* _Text segment_:
▽
When defining a lambda, a lambda cannot be typed so calling an untyped lambda gets error in strict mode as shown below:

*Memo:

• Calling an untyped lambda doesn't get error in unstrict mode.
• By defining a typed variable or using cast(), a lambda can be typed.

lambda x: int: x -> int
lambda x: x -> int
lambda x: int: x
# Error

lambda x: x
# No error

from typing import Callable, cast

(lambda x: x)(100)
# Error in strict mode

lam: Callable[[int], int] = lambda x: x

lam(100)
cast(Callable[[int], int], lambda x: x)(100)
# No error in strict mode

Whether strict mode or not, the untyped variable assigned a value except some empty iterable(an empty list, set, frozenset, dictionary, iterator, etc) outside any functions doesn't get error as shown below:

*Memo:

• The reason why the untyped variable assigned a value except some empty iterable outside any functions doesn't get error is because always needing a typed variable is too strict and too much, needing to write more code, making code complicated:
  • Whether strict mode or not, some empty iterable must be typed.

class Cls: ...
def func(x: int) -> None: ...

a = 100
b = 'Hello'
c = Cls
d = func
e = lambda x: x
f = ()          # Empty tuple
g = ''          # Empty str
h = b''         # Empty bytes
i = bytearray() # Empty bytestring
j = range(0)    # Empty range
# No error

k = []          # Empty list
l = set()       # Empty set
m = frozenset() # Empty frozenset
n = iter([])    # Empty iterator
# Error

Type checkers infer the type of an untyped variable from the assigned value as shown below:

• Type inference happens checking both sides(variable and value) in an asgstmt whether which side is first checked or not, which is called bidirectional type inference.
• The doc explains type inference.

# At pre-runtime

from typing import reveal_type

# `v` is `int`
v = 100
reveal_type(v) # builtins.int

v = 200  # No error
v = 3.14 # Error

# At pre-runtime

from typing import reveal_type

v1: int = 100

# `v2` is `int`
v2 = v1
reveal_type(v1) # builtins.int

v2 = 200  # No error
v2 = 3.14 # Error

In strict mode, an untyped function gets error as shown below:

*Memo:

• In unstrict mode, an untyped function doesn't get error.
△
* _Exercise details_: Write the next part of the notes on Python type checking and strict mode, starting right after their last line.

* _Provided material_:
▽
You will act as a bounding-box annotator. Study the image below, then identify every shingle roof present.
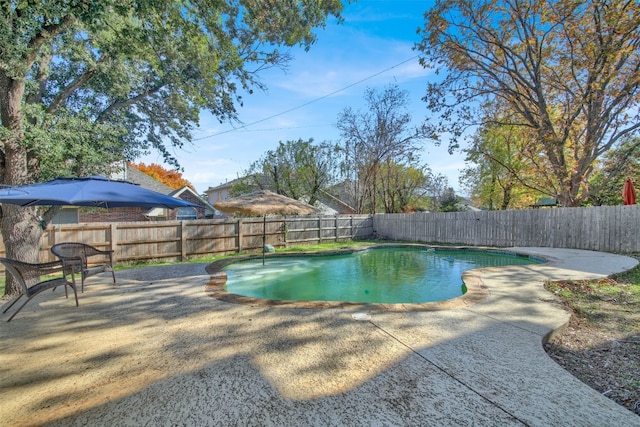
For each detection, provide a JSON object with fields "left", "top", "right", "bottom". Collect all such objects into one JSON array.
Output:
[{"left": 126, "top": 165, "right": 174, "bottom": 194}]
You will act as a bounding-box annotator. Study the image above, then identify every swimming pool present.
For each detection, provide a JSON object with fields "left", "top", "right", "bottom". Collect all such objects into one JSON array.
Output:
[{"left": 214, "top": 246, "right": 541, "bottom": 304}]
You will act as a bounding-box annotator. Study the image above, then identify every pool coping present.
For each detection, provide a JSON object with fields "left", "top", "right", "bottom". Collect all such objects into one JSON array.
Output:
[{"left": 205, "top": 243, "right": 549, "bottom": 312}]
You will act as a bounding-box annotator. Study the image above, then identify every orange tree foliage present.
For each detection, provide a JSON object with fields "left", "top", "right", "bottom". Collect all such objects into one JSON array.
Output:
[{"left": 130, "top": 163, "right": 196, "bottom": 191}]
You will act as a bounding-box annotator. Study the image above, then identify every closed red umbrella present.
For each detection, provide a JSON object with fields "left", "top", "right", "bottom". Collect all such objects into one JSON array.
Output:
[{"left": 622, "top": 178, "right": 636, "bottom": 205}]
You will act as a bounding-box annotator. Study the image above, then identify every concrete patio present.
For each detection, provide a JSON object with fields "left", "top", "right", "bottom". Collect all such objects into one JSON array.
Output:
[{"left": 0, "top": 248, "right": 640, "bottom": 426}]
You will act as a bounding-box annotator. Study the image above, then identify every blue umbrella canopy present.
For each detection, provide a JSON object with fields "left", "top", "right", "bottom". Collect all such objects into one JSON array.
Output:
[{"left": 0, "top": 175, "right": 200, "bottom": 209}]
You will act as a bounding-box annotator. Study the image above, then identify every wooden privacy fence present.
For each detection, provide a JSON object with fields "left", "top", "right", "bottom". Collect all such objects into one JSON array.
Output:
[
  {"left": 373, "top": 205, "right": 640, "bottom": 253},
  {"left": 22, "top": 215, "right": 373, "bottom": 262}
]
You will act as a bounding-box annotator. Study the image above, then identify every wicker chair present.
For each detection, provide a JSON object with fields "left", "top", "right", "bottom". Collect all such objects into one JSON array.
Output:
[
  {"left": 51, "top": 243, "right": 116, "bottom": 292},
  {"left": 0, "top": 258, "right": 78, "bottom": 322}
]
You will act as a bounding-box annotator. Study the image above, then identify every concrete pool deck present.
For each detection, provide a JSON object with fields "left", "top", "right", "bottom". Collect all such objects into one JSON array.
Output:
[{"left": 0, "top": 248, "right": 640, "bottom": 426}]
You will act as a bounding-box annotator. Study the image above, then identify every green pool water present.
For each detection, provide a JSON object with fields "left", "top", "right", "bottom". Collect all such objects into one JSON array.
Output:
[{"left": 224, "top": 247, "right": 542, "bottom": 304}]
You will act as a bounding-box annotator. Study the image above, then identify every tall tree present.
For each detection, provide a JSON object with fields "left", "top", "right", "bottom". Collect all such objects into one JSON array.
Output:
[
  {"left": 376, "top": 160, "right": 430, "bottom": 213},
  {"left": 587, "top": 137, "right": 640, "bottom": 206},
  {"left": 0, "top": 0, "right": 343, "bottom": 294},
  {"left": 245, "top": 139, "right": 339, "bottom": 205},
  {"left": 417, "top": 0, "right": 640, "bottom": 206},
  {"left": 337, "top": 85, "right": 427, "bottom": 213}
]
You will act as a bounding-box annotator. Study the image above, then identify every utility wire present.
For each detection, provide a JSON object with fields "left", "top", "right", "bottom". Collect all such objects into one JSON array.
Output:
[{"left": 194, "top": 55, "right": 419, "bottom": 141}]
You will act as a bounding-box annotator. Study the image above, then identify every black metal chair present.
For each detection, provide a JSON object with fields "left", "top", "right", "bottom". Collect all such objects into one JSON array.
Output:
[
  {"left": 51, "top": 242, "right": 116, "bottom": 292},
  {"left": 0, "top": 258, "right": 78, "bottom": 322}
]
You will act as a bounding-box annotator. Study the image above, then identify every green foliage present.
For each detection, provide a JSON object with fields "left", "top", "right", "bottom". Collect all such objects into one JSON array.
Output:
△
* _Answer to this problem_:
• Whether strict mode or not, error doesn't occur whether self is typed or not in the method which is the function within a class.

def func1(x): ...
def func2(x) -> str: ...
def func3(x: str): ...
# Error

class Cls:
            # ↓↓↓↓↓↓↓↓↓ Typed
    def func1(self: Cls) -> None:
        return None

            # ↓↓↓↓ Untyped
    def func2(self) -> None:
        return None
# No error

Type checkers set Any to an untyped lambda, and an untyped parameter(including *args, **kwargs or self), variable or return value within a function as shown below:

# At pre-runtime

from typing import reveal_type

v = lambda x=100, *args, **kwargs: None

reveal_type(v)
# def (x: Any =, *args: Any, **kwargs: Any)

# At pre-runtime

from typing import reveal_type

# The type of `x`, `*args`, `**kwargs`, `y` and the return value are `Any`.
def func(x=100, *args, **kwargs):
    reveal_type(x)      # Any
    reveal_type(args)   # Any
    reveal_type(kwargs) # Any

    x = 200       # No error
    x = 3.14      # No error
    args = 200    # No error
    args = 3.14   # No error
    kwargs = 200  # No error
    kwargs = 3.14 # No error

    y = 100
    reveal_type(y) # Any

    y = 200  # No error
    y = 3.14 # No error

    return 100

v = func()

reveal_type(v) # Any

v = 200  # No error
v = 3.14 # No error

# At pre-runtime

from typing import reveal_type

# The type of `v`, `self`, `x` and return value are `Any`.
class Cls:
    v = 100
    reveal_type(v) # builtins.int

    v = 200  # No error
    v = 3.14 # Error

    def func(self, x):
        reveal_type(self) # Any
        reveal_type(x)    # Any

        self = 200  # No error
        self = 3.14 # No error
        x = 200     # No error
        x = 3.14    # No error

cls = Cls().func(100)

reveal_type(cls) # Any

cls = 200  # No error
cls = 3.14 # No error

The value None should be used as a type within a type hint because the type NoneType gets error as shown below:

v: None
# No error

from types import NoneType

v: NoneType
# error: NoneType should not be used as a type, please use None instead

With print(), printing the return value from the function which only returns None gets the error as shown below:

*Memo:

• The error occurs both with and without --strict.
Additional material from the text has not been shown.